-- START AVAILABLE RECORDS --

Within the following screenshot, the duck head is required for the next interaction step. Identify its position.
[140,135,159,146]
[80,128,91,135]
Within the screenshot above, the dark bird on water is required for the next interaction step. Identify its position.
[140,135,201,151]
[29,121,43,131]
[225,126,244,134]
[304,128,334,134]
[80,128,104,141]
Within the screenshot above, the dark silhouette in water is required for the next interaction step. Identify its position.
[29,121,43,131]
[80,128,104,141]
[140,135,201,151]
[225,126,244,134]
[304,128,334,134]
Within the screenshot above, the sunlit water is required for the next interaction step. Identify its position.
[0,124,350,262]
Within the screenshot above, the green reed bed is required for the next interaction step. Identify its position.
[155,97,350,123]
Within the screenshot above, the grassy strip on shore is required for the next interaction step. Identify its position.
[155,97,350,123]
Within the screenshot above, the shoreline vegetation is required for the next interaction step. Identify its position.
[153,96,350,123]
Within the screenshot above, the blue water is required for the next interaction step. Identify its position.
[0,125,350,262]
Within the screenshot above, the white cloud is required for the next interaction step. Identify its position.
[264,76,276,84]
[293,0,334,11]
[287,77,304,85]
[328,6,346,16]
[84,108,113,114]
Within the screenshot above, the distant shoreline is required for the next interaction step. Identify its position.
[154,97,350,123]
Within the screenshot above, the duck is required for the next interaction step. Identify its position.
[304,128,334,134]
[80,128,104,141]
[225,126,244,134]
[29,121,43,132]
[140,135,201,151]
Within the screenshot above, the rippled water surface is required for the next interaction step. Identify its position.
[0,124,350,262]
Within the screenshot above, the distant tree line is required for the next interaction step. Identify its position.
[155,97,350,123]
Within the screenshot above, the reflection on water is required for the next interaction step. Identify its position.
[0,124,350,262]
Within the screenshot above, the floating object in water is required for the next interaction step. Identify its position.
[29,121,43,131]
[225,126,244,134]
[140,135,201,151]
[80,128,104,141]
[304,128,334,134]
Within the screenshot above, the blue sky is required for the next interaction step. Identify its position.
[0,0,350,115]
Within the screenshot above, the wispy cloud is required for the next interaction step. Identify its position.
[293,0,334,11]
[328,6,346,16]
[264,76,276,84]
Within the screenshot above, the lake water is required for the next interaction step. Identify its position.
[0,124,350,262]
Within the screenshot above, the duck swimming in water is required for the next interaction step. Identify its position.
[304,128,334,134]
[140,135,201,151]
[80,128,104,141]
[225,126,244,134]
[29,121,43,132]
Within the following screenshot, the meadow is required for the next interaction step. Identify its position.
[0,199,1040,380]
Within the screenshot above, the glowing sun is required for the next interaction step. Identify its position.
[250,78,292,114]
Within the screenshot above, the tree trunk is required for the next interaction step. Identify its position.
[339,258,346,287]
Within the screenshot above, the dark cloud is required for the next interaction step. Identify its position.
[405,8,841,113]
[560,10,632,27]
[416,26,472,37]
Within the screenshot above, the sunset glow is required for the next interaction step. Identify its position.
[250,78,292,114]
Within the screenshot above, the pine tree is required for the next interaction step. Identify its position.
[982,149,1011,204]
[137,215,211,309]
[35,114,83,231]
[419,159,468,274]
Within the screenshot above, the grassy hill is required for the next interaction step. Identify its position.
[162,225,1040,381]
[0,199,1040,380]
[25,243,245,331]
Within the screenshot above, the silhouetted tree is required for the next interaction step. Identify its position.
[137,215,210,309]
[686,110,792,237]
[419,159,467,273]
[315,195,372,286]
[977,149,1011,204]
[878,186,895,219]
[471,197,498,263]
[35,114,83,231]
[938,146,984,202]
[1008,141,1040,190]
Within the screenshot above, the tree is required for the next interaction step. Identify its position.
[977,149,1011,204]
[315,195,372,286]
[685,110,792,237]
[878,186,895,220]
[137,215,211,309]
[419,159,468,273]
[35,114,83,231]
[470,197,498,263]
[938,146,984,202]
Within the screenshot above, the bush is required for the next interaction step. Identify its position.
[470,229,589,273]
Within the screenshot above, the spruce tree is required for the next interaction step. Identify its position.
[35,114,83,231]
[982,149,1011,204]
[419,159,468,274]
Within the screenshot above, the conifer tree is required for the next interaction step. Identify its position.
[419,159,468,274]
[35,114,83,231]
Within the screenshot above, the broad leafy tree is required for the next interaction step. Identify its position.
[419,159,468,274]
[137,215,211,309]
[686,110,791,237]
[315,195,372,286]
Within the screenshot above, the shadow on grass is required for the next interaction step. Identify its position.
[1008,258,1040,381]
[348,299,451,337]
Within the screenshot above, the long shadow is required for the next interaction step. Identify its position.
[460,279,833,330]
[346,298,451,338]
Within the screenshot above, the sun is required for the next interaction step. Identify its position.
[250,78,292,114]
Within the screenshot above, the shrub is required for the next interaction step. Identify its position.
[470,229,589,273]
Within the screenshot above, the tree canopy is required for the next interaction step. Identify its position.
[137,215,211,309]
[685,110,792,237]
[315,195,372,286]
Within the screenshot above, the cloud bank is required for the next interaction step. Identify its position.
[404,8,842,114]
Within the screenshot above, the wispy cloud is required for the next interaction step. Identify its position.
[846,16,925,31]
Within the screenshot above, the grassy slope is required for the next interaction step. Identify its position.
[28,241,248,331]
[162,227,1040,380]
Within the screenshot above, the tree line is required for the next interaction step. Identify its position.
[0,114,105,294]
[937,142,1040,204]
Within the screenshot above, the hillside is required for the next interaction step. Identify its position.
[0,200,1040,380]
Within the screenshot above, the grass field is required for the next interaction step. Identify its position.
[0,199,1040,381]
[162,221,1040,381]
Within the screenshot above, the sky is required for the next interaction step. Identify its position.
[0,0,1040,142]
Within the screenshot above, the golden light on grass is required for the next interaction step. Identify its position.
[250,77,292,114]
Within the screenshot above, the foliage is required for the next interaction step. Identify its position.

-- END AVAILABLE RECORDS --

DO THIS:
Copy out the lines from the one holding "Within the screenshot above, the dark cloud" through the one holding "[25,243,245,331]", inclusive, swapping "pine tree" for "fir tree" and leaving everything else unchanged.

TASK SOLUTION:
Within the screenshot above, the dark cloud is required for the next interaction step. Identify its position.
[405,8,841,113]
[560,10,632,27]
[416,26,472,37]
Within the screenshot above, the sunset glow is required for the next interaction step. Identify its position.
[250,78,292,114]
Within the screenshot above, the fir tree is required for the next interaction step. Identify its position.
[982,149,1011,204]
[137,215,211,309]
[35,114,83,231]
[419,159,468,274]
Within the screenshot above, the grassy hill is required for the next interaction step. Identify its position.
[162,225,1040,381]
[0,199,1040,380]
[25,243,245,331]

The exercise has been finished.